**Text under study**
· · ·
Striking Ebola Workers in West Africa

Ebola Workers in West Africa Strike Over Not Being Paid.

On November 26, 2014, Liberian President Ellen Johnson Sirleaf visited the Ebola Treatment Unit (ETU) and according to the Liberia News Agency, she stated that although it is difficult working with such a disease, the health workers are “doing extremely well in tackling it,” adding, “Thank you very much for serving your country. “However, workers at the ETU have staged a protest in demand of salaries for November and December, 2014. A hotline was established by the United Nations Development Programme to make all back payments by the end of 2014 however, no progress has been made to date.

Decontamination before exiting an Ebola Treatment Unit
Decontamination before exiting an Ebola Treatment Unit
A spokesperson for the workers, stated the Liberian Ministry of Health and Social Welfare instructed them to open bank accounts where their monthly salary will be transferred for payment but, the money was never deposited into their accounts. As of January 2015, no money has been received; this is an ongoing issue since the outbreak of  Ebola in portions of West Africa. The lead staff person, Dr. Jonathan Hart informed President Sirleaf that the Liberian ETU lacks an ambulance and operational vehicles as well as uniforms for the Ebola workers.
· · ·
**Supplied information**
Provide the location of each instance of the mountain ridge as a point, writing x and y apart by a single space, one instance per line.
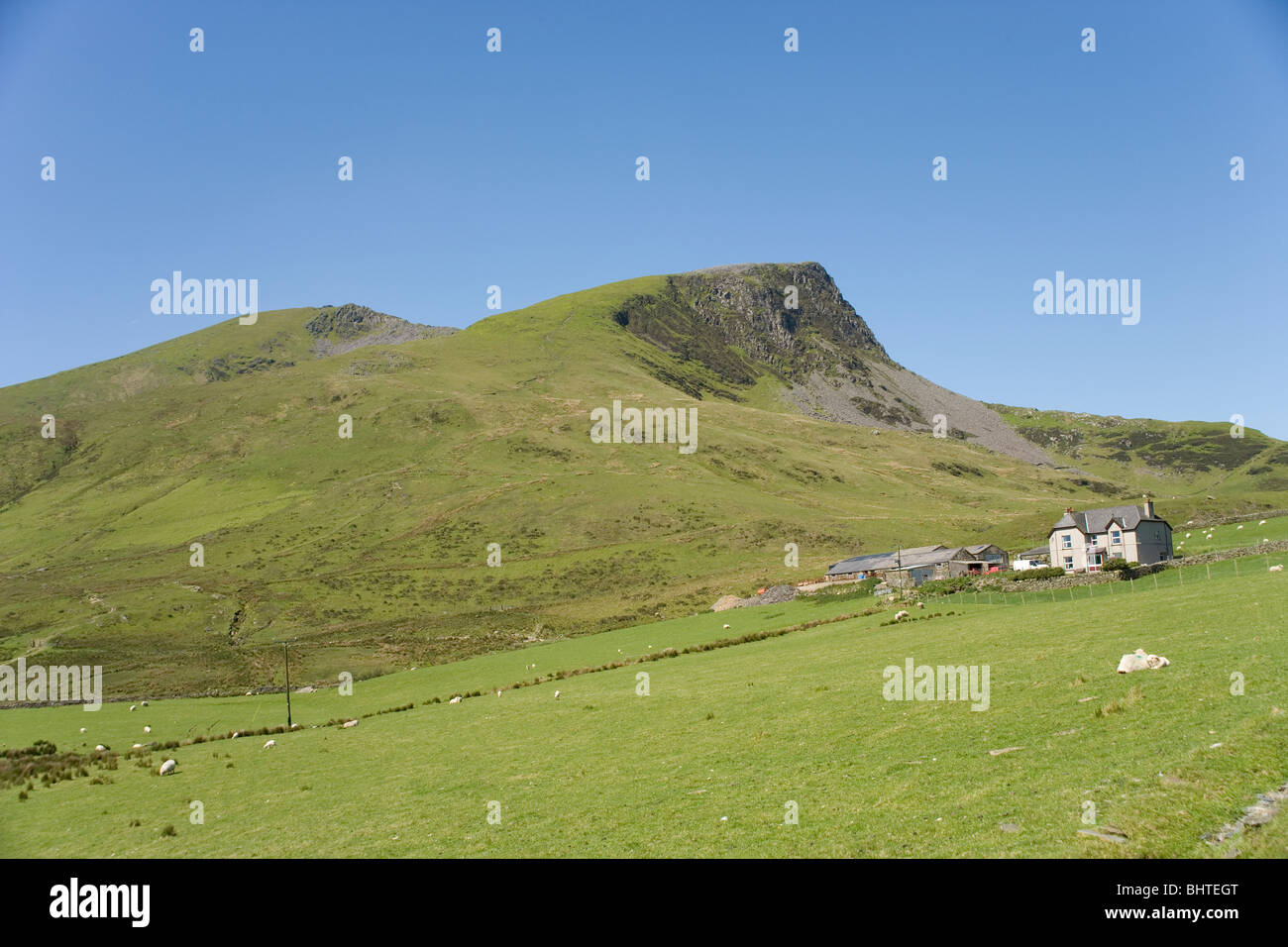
374 549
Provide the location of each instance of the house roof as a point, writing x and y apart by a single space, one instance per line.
1098 521
883 561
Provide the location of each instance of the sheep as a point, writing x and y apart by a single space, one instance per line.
1140 661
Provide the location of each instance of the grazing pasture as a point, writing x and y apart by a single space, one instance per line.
729 742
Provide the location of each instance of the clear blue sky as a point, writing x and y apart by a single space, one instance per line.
518 169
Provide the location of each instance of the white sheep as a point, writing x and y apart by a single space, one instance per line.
1140 661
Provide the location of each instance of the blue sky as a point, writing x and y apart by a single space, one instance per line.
518 169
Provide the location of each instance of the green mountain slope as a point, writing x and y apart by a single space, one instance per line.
374 551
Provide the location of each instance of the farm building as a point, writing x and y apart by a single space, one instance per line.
914 566
1083 541
1034 558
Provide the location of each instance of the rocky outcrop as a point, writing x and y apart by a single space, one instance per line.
791 322
351 326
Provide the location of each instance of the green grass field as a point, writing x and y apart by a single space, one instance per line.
707 763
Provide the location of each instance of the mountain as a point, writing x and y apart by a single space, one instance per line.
469 446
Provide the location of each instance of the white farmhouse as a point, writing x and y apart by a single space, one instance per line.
1085 541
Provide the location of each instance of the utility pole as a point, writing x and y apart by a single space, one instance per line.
286 651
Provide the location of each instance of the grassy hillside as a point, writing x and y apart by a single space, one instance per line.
1172 459
707 762
373 551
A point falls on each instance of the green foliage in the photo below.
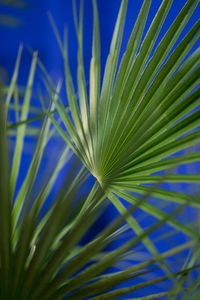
(125, 130)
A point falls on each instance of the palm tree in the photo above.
(123, 132)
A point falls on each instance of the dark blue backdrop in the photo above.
(35, 31)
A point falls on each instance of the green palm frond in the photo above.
(134, 124)
(146, 110)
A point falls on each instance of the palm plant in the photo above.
(126, 130)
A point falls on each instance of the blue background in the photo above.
(35, 31)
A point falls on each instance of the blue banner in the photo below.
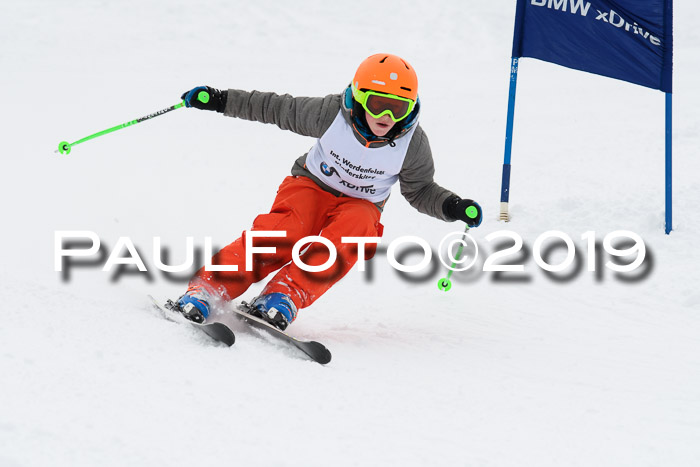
· · ·
**Instructions**
A) From the text about the Ebola workers' strike, extract the stretch from "On November 26, 2014, Liberian" through "made to date.".
B) Continue the text on striking Ebola workers in West Africa from where it stops.

**Responses**
A)
On November 26, 2014, Liberian President Ellen Johnson Sirleaf visited the Ebola Treatment Unit (ETU) and according to the Liberia News Agency, she stated that although it is difficult working with such a disease, the health workers are “doing extremely well in tackling it,” adding, “Thank you very much for serving your country. “However, workers at the ETU have staged a protest in demand of salaries for November and December, 2014. A hotline was established by the United Nations Development Programme to make all back payments by the end of 2014 however, no progress has been made to date.

B)
Sudipto Mukerjee of the United Nations Development Programme stated “The transition from direct cash to an electronic solution will help to improve overall efficiency, timeliness and security of payments for Ebola response workers.” “We cannot afford to lose a single minute where people have put their tools down and refuse to work,” he said. “That is why reliable and predictable mobile payments are so significant.” Response workers battling the Ebola outbreak in Sierra Leone will receive “hazard pay” for the first time using mobile money because “unless there is a certain element of incentives, or danger pay, it’s very difficult to attract and retain people.”

“These people are working on the front lines. They could be alive today and dead tomorrow,” he said. “If they’re not paid on time, if they’re not paid the right amount of money, they get frustrated and they tend to protest, which means that whatever Ebola care is being provided will no longer be available. We cannot afford a strike. We have to keep the whole system going.”